THE DATA –
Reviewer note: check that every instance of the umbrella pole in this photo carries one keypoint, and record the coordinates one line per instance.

--

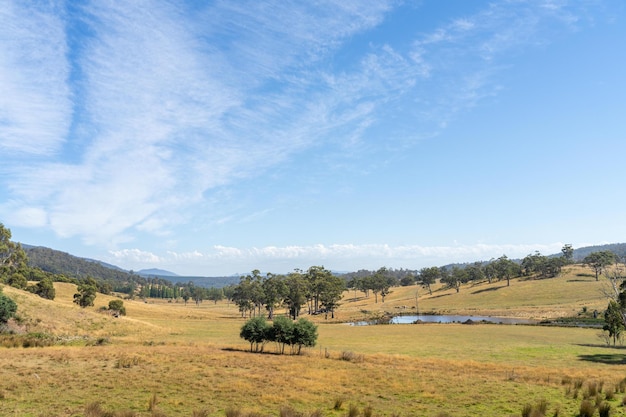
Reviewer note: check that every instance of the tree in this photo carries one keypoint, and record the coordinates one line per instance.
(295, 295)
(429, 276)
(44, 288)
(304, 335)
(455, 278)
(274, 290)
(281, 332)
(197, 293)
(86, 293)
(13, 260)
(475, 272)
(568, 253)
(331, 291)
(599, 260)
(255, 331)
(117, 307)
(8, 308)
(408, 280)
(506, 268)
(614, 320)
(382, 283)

---

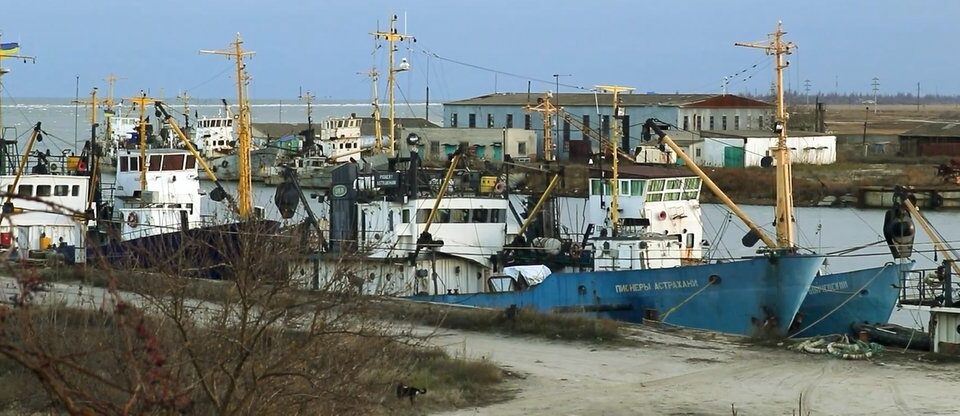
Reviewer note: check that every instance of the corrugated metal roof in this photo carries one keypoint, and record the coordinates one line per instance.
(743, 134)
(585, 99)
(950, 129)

YOUR OBJECTIVE – Locate each line in the data above containing the string "that" and copy those lines out in full. The match is case-sensitive.

WRITTEN SOLUTION –
Reviewer note: check that every instance of the umbrella pole in this photo carries one keypoint, and record the coordinates one line per instance.
Reviewer note: check that every instance of the tree in this photo carries one keypoint, and record the coordinates one line per instance.
Reviewer note: check that every instance of the corrugated metal roof in this photo carries one keypoint, and record the coordinates one line per instance.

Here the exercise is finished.